# Your assignment:
Without reproducing any picture, copy the records word for word.
───── Dataset entries
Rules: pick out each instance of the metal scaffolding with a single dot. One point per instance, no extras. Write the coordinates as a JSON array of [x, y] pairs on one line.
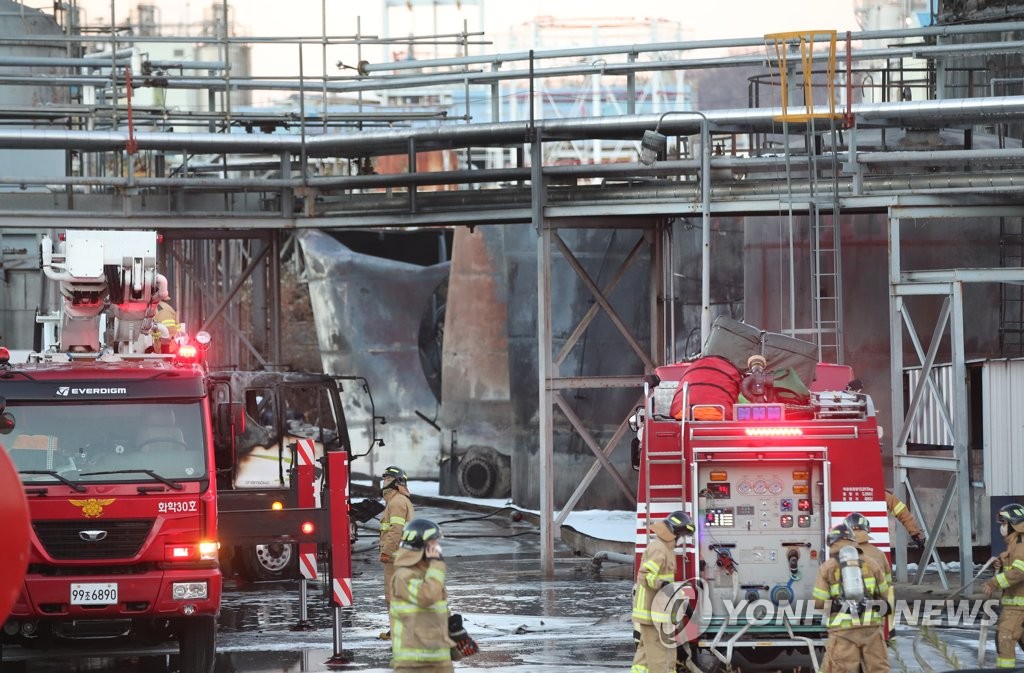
[[236, 183]]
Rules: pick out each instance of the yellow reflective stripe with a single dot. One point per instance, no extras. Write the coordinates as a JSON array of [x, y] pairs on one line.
[[403, 607], [421, 655], [844, 620]]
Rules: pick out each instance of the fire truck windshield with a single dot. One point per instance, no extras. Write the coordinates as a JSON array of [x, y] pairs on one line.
[[105, 442]]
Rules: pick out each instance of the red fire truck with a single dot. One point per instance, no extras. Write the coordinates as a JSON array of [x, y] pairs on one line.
[[134, 463], [763, 485]]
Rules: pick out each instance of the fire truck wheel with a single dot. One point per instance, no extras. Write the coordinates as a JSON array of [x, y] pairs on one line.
[[12, 667], [266, 562], [197, 644]]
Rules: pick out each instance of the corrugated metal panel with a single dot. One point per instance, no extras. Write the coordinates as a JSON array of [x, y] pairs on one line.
[[928, 425], [1003, 387]]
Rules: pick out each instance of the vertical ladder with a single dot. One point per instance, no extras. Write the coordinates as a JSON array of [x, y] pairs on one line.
[[656, 493], [1011, 296], [825, 249]]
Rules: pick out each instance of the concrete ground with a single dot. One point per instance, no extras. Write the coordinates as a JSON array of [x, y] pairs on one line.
[[523, 623]]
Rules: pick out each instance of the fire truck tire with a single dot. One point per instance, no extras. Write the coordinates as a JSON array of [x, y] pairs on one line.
[[759, 655], [197, 644], [483, 472], [268, 562]]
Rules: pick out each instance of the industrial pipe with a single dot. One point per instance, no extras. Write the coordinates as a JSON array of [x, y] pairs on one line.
[[613, 556], [920, 114]]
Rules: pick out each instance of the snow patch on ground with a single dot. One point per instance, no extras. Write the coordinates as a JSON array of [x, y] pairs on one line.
[[615, 526]]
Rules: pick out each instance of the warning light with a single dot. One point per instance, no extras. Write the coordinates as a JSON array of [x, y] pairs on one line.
[[773, 432]]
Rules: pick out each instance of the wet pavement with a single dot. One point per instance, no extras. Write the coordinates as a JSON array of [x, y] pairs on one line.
[[523, 624]]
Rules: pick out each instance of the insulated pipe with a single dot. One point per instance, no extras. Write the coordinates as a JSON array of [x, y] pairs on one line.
[[943, 31], [613, 556], [933, 114]]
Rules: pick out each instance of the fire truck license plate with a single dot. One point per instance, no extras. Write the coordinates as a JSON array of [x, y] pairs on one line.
[[94, 594]]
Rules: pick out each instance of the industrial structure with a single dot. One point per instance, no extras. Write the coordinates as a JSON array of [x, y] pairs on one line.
[[870, 175]]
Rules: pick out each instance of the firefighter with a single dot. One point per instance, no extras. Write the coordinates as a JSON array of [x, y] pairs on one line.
[[419, 602], [1010, 579], [861, 528], [397, 510], [657, 568], [899, 509], [851, 586]]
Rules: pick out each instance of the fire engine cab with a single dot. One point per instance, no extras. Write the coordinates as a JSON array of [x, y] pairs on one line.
[[133, 462], [763, 482]]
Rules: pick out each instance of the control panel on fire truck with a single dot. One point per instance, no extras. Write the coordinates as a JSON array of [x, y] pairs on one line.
[[760, 529]]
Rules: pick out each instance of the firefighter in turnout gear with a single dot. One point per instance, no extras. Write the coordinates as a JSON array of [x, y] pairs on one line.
[[397, 511], [1010, 578], [419, 602], [657, 568], [899, 509], [854, 589], [861, 528]]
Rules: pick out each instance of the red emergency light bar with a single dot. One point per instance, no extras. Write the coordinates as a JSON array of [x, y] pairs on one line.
[[734, 431], [773, 431]]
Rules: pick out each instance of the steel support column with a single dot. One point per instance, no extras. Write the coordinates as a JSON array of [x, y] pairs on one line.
[[546, 367]]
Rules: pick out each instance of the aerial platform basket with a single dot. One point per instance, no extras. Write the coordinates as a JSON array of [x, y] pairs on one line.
[[801, 44]]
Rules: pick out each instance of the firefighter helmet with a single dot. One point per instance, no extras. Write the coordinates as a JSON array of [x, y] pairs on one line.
[[397, 476], [680, 523], [858, 521], [418, 533], [1012, 514], [840, 532]]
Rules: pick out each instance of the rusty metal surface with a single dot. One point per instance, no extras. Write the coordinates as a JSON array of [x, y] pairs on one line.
[[369, 312]]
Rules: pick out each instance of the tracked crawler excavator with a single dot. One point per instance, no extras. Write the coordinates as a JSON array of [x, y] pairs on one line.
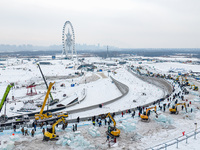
──────────
# Solution for this task:
Rules: pick out each instance of the metal scaffolding with a single dot. One point per instance, no extras. Write the coordinates as a JSON array of [x, y] pairs on one line.
[[236, 183]]
Rules: pick out each instance of the yellow reflective stripe with a single dot. One point per instance, no extras. Write the coordinates as a JSON array of [x, y] pairs on one line.
[[403, 607], [421, 655], [844, 620]]
Rules: pick out each instance of the fire truck windshield with a single dot. One point per instance, no extras. Write the coordinates as a JSON array of [x, y] pairs on one line.
[[105, 442]]
Rules: pick out each instance of the red fire truck with a single dot. One point per instance, no extras. Write the coordinates as a JSON array of [x, y] pairs on one line.
[[134, 463], [763, 485]]
Rules: pick out each instance of the fire truck wheel with a single dot. One point per instance, no extras. Write the coordinates as a JSON array of [x, y] pairs on one line.
[[12, 667], [266, 562], [197, 644]]
Rules: pick out each instance of the corrugated metal panel with a single dot. One point per instance, no extras. Write the coordinates as a JSON array of [x, y] pairs on one line.
[[928, 425], [1003, 387]]
Rules: pick out each instance of the vertical ladder with a single dot. One point per instance, no extras. Write the coordinates as a JSON array of [x, y] pairs on one line.
[[656, 493], [1011, 296], [825, 249]]
Rules: pick out each instance of the concrete ground with a single dot. One point per instance, no extras. Write the coordinates as a JSON array of [x, y] pairs on one line.
[[523, 623]]
Rules: pick out each instance of the fire truck tire with a single dot. One point per instance, no extras. Write the coordinates as a JSON array of [x, y] pairs on one line.
[[759, 655], [197, 644], [483, 472], [268, 562]]
Rules: pick out each instance of the industrial pipe with a single dot. One point per instance, no extras. Write the coordinates as a JSON array of [x, y] pairs on one line.
[[613, 556], [920, 114]]
Rules: pick out each instance of the snow patch on ground with a single dot. One point per instance, no extras. Write the coordinates as a JSON array of [x, y] pairs on one line.
[[615, 526]]
Rules: pick out each instance of the warning light with a single dot. One point per instance, no extras. Write the coordinates as a JSON array of [x, y] pairs on one line.
[[773, 432]]
Rules: pick out each instance of the wet pavement with a single dot. One point per instance, no extras. Write the coordinates as a JSON array of [x, y] pairs on one line.
[[523, 624]]
Rules: pick out each instance of the insulated pipe with a single dot. One point per instance, no extras. Write the coordinates as a JSON array of [x, y] pairs on one line.
[[943, 31], [613, 556], [933, 114]]
Rules: pick out each instance of the fire truck license plate with a single dot. One point per instance, no extras. Write the coordinates as a JSON array of [x, y] pairs on one line.
[[94, 594]]
Rules: pick out each instance of the industrial structure with a single dot. One point per instance, no extras. Write the coordinates as a JSON array of [x, y] pairs on one line.
[[870, 175]]
Rules: pick out each instance of the firefighter with a single dot. One point per instance, no extras. Write the coordinates as a JSON array of [x, y] pairs on one line.
[[419, 602], [1010, 579], [861, 528], [397, 510], [657, 568], [899, 509], [851, 586]]
Rules: pick out each instance of the fire engine cab with a single dot. One point per instance, no extras. Write the coordinates as a JSON array of [x, y] pairs on one line.
[[133, 462], [763, 482]]
Rules: pick out each instance of the control panel on fire truck with a single dot. One point per instance, no extras. Write the coordinates as a JSON array of [x, y] pairs on one line.
[[760, 529]]
Rules: pick out each instance of the firefighter in turnout gear with a single dot. One point per instance, no extras. Write the coordinates as a JSON array of [x, y] pairs on one line.
[[397, 511], [1010, 578], [419, 602], [657, 568], [899, 509], [854, 589], [861, 528]]
Rules: pick out each instance of the red emergency light bar with a single dot. One point per instance, no extras. Write the coordinates as a JSON array of [x, y] pairs on one line.
[[734, 431], [773, 431]]
Rules: pick out each instance of the steel support column with a single dot. One point per instance, no extras. Write the coordinates as a JSON array of [x, y] pairs on one line.
[[546, 367]]
Rules: pick out each instance of the aerial platform basket with a single dot. One point per instance, no extras. Write the coordinates as a JSON array of [x, y] pairs on one line.
[[801, 44]]
Rules: pick out each instance of the firefighter helmet with a single dot. One point per instance, no extras. Write the coordinates as a JSON array of [x, y] pairs on one line.
[[397, 476], [680, 523], [858, 521], [418, 533], [1012, 514], [840, 532]]
Rules: pick out each instance of the rusty metal surface with a single dot. One point per instance, no extras. Write the coordinates as a JSON array of [x, y] pairs on one line.
[[369, 312]]
Rules: pick out each instance of the tracked crawler excavator with a single dot. One point per instance, no extras. Write the coordinates as a JSON array of [x, y] pairs on one line.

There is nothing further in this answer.